───── Excerpt to read

8-A12G 1 srvn8-a.htm FORM 8-A12(G) srvn8-a.htm
UNITED STATES
SECURITIES AND EXCHANGE COMMISSION
Washington, D. C. 20549
 
 
FORM 8-A
 
FOR REGISTRATION OF CERTAIN CLASSES OF SECURITIES PURSUANT TO SECTION 12(b) or (g) OF THE SECURITIES EXCHANGE ACT OF 1934

Sound Revolution Inc.
(Exact name of registrant as specified in its charter)

Delaware
None
(State of incorporation of organization)
(I.R.S. Employer Identification Number)
 
925 West Georgia Street
Vancouver, British Columbia
Canada V6C 3L2
(Address of principal executive offices, including zip code.)
 
Securities to be registered pursuant to Section 12(b) of the Act:
 
Title of each class to be so registered:
Name of each exchange of which each class is to be registered:
None
None
 
If this form relates to the registration of a class of securities pursuant to Section 12(b) of the Exchange Act and is effective pursuant to General Instruction A.(c), check the following box. o
 
If this form relates to the registration of a class of securities pursuant to Section 12(g) of the Exchange Act and is effective pursuant to General Instruction A.(d), check the following box. x
 
Securities Act registration statement file number to which this form relates: N/A
 
Securities to be registered pursuant to Section 12(g) of the Act:
 
Common Shares, par value $0.0001
(Title of Class)
 

 
ITEM 1.     DESCRIPTION OF REGISTRANT'S SECURITIES TO BE REGISTERED
 
Our authorized capital consists of 100,000,000, $0.0001 par value common stock and 10,000,000, $0.0001 par value preferred stock.
 
Common Stock
 
We are registering our common stock pursuant to Section 12(g) of the Exchange Act. Shares of our common stock do not carry any preemptive rights to purchase additional shares of common stock or other subscription rights. The common stock carry no conversion rights and are not subject to redemption or to any sinking fund provisions.

──────────

● Directive A
In the registration form, write out the stretch from "(Exact name of" through "including zip code.)" again, replacing "Vancouver" with "Victoria".

───── Information provided

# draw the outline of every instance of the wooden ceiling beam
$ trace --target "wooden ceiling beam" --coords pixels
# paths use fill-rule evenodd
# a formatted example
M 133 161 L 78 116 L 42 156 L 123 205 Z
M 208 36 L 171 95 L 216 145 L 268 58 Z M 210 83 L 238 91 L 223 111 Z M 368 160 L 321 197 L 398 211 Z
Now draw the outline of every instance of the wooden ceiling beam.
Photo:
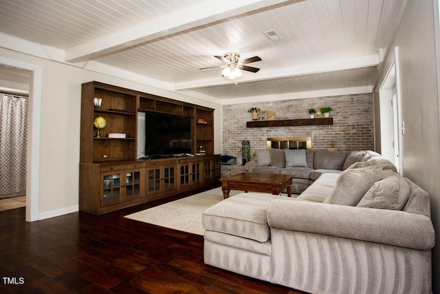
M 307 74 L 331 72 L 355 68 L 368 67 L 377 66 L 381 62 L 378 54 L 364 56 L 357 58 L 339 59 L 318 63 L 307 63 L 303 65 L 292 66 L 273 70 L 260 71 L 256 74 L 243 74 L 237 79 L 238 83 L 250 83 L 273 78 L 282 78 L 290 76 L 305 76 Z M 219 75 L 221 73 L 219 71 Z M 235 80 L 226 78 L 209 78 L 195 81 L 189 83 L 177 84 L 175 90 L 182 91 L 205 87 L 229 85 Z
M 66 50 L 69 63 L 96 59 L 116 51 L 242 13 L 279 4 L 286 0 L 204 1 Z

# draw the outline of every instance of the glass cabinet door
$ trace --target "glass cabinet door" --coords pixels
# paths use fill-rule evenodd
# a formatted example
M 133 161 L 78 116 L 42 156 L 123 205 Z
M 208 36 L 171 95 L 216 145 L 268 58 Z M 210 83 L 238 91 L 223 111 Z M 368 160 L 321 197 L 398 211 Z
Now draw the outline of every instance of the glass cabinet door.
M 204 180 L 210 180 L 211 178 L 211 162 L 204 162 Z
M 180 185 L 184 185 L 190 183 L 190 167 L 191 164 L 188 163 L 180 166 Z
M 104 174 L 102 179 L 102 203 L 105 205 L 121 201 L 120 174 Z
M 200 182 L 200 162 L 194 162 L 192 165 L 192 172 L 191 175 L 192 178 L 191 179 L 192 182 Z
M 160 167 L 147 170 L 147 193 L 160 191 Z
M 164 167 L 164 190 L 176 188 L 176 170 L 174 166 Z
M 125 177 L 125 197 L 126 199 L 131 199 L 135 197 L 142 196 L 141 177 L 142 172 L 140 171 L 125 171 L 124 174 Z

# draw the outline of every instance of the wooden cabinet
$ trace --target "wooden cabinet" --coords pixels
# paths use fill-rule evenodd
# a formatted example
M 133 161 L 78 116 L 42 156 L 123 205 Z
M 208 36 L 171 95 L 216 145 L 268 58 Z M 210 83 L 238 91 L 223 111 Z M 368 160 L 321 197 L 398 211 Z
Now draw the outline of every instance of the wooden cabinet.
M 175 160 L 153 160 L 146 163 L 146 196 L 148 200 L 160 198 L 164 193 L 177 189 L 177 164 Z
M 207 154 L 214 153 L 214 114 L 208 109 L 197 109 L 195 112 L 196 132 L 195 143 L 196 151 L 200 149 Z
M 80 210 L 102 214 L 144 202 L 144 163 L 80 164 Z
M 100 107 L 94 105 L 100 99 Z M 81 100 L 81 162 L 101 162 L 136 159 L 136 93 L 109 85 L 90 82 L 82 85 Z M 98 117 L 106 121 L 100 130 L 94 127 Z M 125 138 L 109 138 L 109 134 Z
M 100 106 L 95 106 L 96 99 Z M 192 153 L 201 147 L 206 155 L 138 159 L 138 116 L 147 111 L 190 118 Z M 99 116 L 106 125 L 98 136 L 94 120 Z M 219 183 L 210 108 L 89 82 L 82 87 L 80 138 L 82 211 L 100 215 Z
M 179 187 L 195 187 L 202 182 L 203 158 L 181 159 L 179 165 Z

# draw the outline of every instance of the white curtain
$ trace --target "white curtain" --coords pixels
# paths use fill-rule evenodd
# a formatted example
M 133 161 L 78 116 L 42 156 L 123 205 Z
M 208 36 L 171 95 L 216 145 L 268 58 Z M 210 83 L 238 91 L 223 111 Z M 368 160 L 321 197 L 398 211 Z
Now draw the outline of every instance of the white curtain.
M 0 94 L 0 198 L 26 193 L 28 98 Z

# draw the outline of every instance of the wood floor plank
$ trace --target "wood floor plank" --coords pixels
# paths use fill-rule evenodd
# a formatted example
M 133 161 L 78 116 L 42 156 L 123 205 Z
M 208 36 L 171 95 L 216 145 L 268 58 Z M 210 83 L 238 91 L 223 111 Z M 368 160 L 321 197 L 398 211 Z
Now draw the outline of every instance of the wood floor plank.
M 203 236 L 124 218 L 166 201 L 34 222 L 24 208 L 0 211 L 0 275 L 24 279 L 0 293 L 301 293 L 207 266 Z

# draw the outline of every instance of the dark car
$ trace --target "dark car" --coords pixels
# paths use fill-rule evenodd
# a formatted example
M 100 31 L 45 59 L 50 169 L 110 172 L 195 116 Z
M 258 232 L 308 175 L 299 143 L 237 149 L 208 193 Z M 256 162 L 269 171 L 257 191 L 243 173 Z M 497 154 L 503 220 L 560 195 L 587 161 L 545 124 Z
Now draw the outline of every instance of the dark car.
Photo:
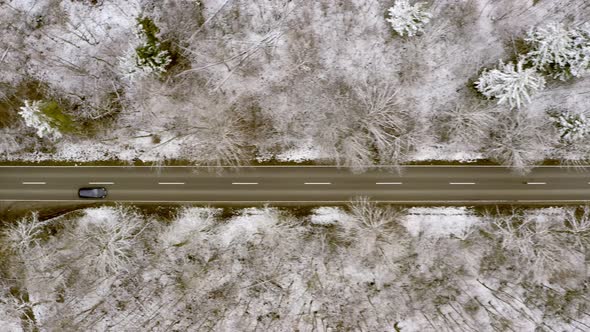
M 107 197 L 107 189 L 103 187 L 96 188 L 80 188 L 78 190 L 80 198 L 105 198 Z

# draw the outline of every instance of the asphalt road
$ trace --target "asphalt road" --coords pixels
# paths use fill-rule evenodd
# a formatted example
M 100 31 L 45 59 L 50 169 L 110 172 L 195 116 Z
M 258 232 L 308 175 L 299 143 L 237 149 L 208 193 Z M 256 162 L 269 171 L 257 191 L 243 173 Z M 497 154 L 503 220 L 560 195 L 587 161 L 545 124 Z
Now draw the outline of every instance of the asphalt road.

──────────

● Directive B
How many lines of the entries contain the string "wooden"? Case counts, and the reply should be the number alone.

● Expected output A
(Exact name of registrant as specified in its charter)

Delaware
None
(State of incorporation of organization)
(I.R.S. Employer Identification Number)
 
925 West Georgia Street
Victoria, British Columbia
Canada V6C 3L2
(Address of principal executive offices, including zip code.)

● Expected output B
6